**TASK GOAL:** Update the lines from the one containing "Could you please outline every instance of the brown" through the end of the records, changing "brown woody stem" to "brown twig" and keeping everything else unchanged.

Boundary annotation records
───
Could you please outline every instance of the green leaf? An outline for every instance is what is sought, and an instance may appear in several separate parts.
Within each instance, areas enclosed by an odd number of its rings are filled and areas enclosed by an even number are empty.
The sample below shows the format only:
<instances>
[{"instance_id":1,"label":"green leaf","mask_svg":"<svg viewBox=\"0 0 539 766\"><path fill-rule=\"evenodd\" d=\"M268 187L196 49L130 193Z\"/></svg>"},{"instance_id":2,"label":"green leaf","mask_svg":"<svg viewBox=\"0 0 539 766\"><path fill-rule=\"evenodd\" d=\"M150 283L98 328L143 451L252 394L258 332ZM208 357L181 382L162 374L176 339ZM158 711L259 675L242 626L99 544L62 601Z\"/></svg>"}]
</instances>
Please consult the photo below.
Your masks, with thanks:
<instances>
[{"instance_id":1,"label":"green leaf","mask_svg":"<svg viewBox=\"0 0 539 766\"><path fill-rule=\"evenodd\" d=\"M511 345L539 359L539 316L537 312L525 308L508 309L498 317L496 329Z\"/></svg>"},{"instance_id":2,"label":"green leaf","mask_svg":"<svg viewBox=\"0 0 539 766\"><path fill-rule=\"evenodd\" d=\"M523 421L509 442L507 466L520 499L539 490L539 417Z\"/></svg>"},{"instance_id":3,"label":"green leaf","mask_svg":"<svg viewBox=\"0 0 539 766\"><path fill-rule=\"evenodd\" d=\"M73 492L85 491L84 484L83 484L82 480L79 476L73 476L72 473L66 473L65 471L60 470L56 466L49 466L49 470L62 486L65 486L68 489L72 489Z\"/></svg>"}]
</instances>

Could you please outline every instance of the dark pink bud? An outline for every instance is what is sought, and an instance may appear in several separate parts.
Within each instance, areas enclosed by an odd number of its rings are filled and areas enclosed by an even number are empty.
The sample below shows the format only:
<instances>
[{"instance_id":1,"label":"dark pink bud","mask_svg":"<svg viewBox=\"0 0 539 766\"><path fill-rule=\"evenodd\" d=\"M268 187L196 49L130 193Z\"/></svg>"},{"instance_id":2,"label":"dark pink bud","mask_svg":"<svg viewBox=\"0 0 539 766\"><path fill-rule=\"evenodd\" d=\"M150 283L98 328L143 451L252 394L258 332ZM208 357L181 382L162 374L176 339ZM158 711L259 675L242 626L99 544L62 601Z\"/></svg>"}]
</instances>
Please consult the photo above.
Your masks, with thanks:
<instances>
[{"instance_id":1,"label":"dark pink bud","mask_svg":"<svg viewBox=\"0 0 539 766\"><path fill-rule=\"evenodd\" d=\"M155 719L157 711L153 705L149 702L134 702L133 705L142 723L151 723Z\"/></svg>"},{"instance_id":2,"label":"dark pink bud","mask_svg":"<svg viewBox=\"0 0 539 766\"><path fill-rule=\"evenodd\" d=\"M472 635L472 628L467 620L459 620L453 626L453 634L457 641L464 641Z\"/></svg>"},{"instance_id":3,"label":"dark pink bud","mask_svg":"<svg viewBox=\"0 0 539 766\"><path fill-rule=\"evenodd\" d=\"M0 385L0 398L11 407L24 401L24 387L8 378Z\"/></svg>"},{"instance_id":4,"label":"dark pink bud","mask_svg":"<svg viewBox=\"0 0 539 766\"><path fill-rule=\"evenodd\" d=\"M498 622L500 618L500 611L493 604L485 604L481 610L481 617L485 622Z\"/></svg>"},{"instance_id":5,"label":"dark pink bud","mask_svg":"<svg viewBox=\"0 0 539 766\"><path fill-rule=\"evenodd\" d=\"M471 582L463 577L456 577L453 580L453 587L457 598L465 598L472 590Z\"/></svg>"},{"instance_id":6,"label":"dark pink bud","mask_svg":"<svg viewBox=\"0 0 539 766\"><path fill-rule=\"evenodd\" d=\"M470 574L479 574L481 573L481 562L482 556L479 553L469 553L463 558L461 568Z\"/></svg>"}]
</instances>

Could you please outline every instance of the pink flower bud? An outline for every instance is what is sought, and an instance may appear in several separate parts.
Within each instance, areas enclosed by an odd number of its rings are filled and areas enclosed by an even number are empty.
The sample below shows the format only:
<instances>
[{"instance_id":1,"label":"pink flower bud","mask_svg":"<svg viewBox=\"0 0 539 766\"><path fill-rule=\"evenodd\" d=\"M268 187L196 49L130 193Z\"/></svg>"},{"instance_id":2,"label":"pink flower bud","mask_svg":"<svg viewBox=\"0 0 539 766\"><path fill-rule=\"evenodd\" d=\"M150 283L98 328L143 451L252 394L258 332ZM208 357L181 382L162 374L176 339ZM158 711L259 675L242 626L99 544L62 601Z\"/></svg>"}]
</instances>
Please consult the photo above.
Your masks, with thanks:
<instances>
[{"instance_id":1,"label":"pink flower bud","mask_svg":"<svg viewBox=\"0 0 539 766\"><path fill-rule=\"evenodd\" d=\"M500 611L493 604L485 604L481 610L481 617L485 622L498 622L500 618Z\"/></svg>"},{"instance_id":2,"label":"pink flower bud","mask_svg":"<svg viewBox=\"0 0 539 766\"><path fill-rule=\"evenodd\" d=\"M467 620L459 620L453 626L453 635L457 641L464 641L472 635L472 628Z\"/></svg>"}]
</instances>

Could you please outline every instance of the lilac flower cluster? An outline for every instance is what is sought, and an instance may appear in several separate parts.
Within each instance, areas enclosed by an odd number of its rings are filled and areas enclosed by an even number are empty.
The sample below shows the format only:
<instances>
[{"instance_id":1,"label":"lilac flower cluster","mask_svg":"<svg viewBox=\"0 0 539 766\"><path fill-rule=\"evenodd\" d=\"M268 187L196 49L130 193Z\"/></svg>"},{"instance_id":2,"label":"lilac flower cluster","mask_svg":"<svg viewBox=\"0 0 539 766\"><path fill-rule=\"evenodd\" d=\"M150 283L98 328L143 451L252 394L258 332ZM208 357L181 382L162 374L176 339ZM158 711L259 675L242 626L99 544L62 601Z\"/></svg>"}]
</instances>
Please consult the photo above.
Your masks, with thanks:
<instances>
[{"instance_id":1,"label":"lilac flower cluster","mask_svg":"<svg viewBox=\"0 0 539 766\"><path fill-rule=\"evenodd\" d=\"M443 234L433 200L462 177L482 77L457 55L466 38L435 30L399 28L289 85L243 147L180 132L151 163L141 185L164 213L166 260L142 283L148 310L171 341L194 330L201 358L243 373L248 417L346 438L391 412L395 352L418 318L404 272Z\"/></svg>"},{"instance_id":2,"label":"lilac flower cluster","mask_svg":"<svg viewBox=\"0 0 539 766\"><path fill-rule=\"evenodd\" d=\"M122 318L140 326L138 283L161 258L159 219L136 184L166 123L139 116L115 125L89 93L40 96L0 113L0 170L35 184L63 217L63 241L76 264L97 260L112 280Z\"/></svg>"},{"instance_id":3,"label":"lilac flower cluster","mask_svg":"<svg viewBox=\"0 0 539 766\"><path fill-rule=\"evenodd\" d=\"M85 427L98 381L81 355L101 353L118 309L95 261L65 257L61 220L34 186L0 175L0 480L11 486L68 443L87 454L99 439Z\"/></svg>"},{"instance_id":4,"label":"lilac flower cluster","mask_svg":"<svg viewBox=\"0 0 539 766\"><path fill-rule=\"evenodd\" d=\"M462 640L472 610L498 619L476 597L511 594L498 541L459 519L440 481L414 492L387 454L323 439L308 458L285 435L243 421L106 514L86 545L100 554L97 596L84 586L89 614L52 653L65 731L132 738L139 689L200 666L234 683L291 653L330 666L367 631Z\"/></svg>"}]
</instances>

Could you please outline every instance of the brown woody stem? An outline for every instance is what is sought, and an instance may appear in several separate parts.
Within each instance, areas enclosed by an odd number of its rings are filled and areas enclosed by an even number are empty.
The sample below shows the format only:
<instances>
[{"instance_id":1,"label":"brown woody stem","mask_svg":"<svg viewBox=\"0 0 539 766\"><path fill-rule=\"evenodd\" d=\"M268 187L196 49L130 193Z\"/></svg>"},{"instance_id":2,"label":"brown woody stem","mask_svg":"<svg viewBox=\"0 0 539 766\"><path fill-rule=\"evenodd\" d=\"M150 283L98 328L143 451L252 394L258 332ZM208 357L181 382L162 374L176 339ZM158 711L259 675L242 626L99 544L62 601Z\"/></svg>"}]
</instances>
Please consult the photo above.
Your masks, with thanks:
───
**RESPONSE BELOW:**
Could you please outline every instance of the brown twig? An outline for every instance is what is sought, and an instance may appear in several separate parts.
Within each instance, areas enclosed by an odd number of its rings are filled and areas enclosed by an even number are empty.
The sample below shows the format only:
<instances>
[{"instance_id":1,"label":"brown twig","mask_svg":"<svg viewBox=\"0 0 539 766\"><path fill-rule=\"evenodd\" d=\"M268 187L196 49L130 193Z\"/></svg>"},{"instance_id":2,"label":"brown twig","mask_svg":"<svg viewBox=\"0 0 539 766\"><path fill-rule=\"evenodd\" d=\"M150 283L98 328L143 451L252 394L258 332ZM208 357L181 382L162 374L176 339ZM158 711L259 675L242 626L99 544L62 601Z\"/></svg>"}]
</instances>
Please consult the photo above.
Your masks, with thanks:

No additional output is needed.